Can you continue the text on online banner and pop-up advertising, picking up right after its last sentence?

Text excerpt:

* * * * * * *

They are usually placed on interesting websites to get the maximum number of viewers. In particular on websites that are related to the banner subject. It would make sense to put an educational banner on a school website. However It would not be appropriate to place a gambling banner on a school website.
An Impression is when a web page is loaded, displaying the banner. A click through is when the viewer clicks the banner and is directed through to the advertised website.
For each click, the content provider usually receives a small amount of money.
Banners present information to attract viewers to the product/service. The success of banners can be monitored in real time.
Skyscraper ads tend to have a higher click through rate so advertisers will pay more for these.
The reason for this is that the bars go down the length of the page so cannot be scrolled past like horizontal banners. It is in view for longer.
A pop up is an ad that “pops up” in a separate window when you go to a page. It obscures the Web page that you are trying to read, so you have to close the window or move it out of the way. They are so popular because they are much more effective than banners.

* * * * * * *

Data:
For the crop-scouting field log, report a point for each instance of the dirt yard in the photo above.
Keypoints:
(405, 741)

* * * * * * *

Right answer:
Floating ads are becoming more and more common as they are even more than pop ups. These adverts float on the page you load up, interfering with the content you are trying to view. They force you to view them, the viewer cannot ignore it. The viewer either has to wait until the ad has finished or click the close button if there is one. They have a very high click through rate but can be very annoying to viewers. Unlike traditional banners and pop ups, it is more difficult to stop floating ads with pop up blockers.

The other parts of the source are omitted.